**Extracted text:**
The Australian Electoral Commission has got stroppy at our claims that
it isn’t aggressively pursuing those scoundrels who don’t vote – but we
remain unconvinced.

Indeed, Crikey understands that the AEC isn’t that rattled at all about
catching up with malefactors from the 2004 election – despite the
provisions of Section 245 of the Commonwealth Electoral Act 1918.

Since Nick Minchin’s fellow South Australian operator Andy Becker was
head of the Commission, followed by Howard Government special ministers of state,
Minchin and now Eric Abetz, there have been indications that the AEC
has been a little less independent than it might be.

This has included outsourcing electoral policy formation either to the
ministers office or to private legal firms, playing along with
budgetary measures that have reduced policy and operational capacities
in the AEC, silencing or sidelining the AEC in public forums and in the
media so that the minister became the official spokesman, ignoring the
clear legislative intent on one-vote-one value so that a vote in the
ACT now has half the value of a vote in the NT, and outsourcing some
electoral operations – such as postal voting – with predictable
consequences.

**Work to do:**
a: Reproduce the AEC article word for word from "Since Nick Minchin’s" to "consequences.".
b: According to the AEC article, how does the value of a vote in the ACT now compare with that of a vote in the NT?
The items have no role in what is asked here.

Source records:
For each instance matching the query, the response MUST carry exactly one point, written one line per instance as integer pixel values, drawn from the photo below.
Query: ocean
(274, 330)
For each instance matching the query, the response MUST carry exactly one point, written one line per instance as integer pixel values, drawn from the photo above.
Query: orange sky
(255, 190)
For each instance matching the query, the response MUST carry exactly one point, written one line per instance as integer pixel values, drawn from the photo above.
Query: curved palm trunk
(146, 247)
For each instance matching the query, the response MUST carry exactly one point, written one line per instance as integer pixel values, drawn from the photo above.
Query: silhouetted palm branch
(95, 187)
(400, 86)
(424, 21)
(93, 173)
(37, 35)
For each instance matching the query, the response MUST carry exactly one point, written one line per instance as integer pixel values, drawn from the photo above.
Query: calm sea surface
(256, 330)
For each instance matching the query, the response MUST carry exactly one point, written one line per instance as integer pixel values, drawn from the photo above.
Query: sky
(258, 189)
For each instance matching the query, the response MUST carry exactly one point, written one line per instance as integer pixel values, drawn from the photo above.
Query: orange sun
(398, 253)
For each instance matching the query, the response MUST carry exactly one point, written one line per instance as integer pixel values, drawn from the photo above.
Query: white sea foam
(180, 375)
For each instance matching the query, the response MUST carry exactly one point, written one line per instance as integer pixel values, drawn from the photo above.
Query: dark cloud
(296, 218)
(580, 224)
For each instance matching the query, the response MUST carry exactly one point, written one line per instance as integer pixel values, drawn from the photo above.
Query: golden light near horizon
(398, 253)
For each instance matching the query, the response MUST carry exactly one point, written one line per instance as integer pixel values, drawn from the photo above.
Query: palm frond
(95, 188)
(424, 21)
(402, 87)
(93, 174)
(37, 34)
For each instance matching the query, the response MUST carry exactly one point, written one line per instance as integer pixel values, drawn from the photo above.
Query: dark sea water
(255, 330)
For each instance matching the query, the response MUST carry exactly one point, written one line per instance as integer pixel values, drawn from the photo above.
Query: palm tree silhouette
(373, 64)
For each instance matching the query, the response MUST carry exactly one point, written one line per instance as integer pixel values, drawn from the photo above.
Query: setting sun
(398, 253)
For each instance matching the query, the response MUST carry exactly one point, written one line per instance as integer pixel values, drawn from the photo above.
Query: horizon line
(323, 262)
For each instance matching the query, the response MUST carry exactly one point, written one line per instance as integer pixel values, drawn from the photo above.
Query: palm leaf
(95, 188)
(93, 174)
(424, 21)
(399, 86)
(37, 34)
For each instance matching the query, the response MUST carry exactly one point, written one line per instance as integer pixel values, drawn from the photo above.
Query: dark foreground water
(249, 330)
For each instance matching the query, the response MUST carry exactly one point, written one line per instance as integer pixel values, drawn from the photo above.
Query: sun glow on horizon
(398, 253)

**Replies:**
a:
Since Nick Minchin’s fellow South Australian operator Andy Becker was
head of the Commission, followed by Howard Government special ministers of state,
Minchin and now Eric Abetz, there have been indications that the AEC
has been a little less independent than it might be.

This has included outsourcing electoral policy formation either to the
ministers office or to private legal firms, playing along with
budgetary measures that have reduced policy and operational capacities
in the AEC, silencing or sidelining the AEC in public forums and in the
media so that the minister became the official spokesman, ignoring the
clear legislative intent on one-vote-one value so that a vote in the
ACT now has half the value of a vote in the NT, and outsourcing some
electoral operations – such as postal voting – with predictable
consequences.

b: A vote in the ACT now has half the value of a vote in the NT.